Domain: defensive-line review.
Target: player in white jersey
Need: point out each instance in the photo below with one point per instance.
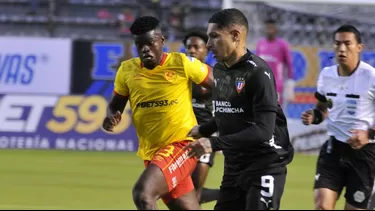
(346, 99)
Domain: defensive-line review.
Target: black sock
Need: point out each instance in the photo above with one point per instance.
(208, 195)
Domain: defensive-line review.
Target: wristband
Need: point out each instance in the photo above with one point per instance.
(318, 117)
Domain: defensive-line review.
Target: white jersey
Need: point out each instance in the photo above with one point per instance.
(351, 99)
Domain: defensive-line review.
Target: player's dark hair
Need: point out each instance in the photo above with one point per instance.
(144, 24)
(201, 35)
(226, 17)
(270, 21)
(349, 28)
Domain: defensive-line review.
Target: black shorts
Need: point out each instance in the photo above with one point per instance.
(207, 159)
(258, 192)
(340, 166)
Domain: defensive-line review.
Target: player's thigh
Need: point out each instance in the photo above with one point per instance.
(200, 173)
(176, 167)
(372, 203)
(231, 198)
(329, 177)
(360, 182)
(182, 197)
(266, 191)
(151, 182)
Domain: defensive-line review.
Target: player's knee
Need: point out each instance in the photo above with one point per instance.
(141, 197)
(323, 205)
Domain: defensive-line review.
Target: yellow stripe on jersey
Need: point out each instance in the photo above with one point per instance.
(160, 99)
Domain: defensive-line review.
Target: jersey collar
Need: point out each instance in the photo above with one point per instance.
(162, 61)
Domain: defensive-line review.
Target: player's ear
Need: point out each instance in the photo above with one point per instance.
(235, 35)
(359, 48)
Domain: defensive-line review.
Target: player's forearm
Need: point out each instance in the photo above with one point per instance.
(261, 131)
(117, 103)
(206, 130)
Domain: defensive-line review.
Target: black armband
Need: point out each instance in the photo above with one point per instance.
(320, 97)
(371, 135)
(318, 117)
(214, 144)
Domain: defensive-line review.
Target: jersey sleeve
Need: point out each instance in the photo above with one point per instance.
(320, 94)
(120, 86)
(195, 70)
(263, 90)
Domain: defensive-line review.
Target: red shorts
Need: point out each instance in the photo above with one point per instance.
(177, 168)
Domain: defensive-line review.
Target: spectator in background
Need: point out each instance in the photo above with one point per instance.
(104, 14)
(34, 4)
(125, 19)
(175, 21)
(275, 51)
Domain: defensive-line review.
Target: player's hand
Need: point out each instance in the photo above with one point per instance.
(199, 147)
(289, 89)
(194, 132)
(359, 138)
(307, 117)
(111, 121)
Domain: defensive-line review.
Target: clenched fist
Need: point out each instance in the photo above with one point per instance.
(111, 121)
(307, 117)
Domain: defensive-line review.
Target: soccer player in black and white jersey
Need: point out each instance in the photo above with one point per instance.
(346, 99)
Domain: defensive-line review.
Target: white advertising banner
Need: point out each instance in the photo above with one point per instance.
(35, 65)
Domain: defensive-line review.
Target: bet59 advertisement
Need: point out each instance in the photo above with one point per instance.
(61, 122)
(35, 65)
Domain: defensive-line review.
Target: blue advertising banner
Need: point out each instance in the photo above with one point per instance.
(61, 122)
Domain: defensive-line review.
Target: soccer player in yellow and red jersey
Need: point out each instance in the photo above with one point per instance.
(159, 88)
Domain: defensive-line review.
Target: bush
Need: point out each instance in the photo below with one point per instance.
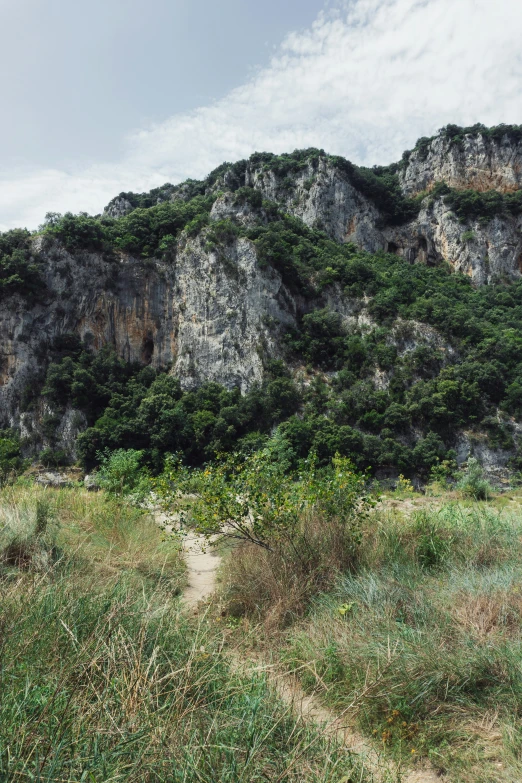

### TASK INSTRUCTIONS
How many lines in the rows above contain the word "yellow"? Reply with the number alone.

### TASK RESPONSE
2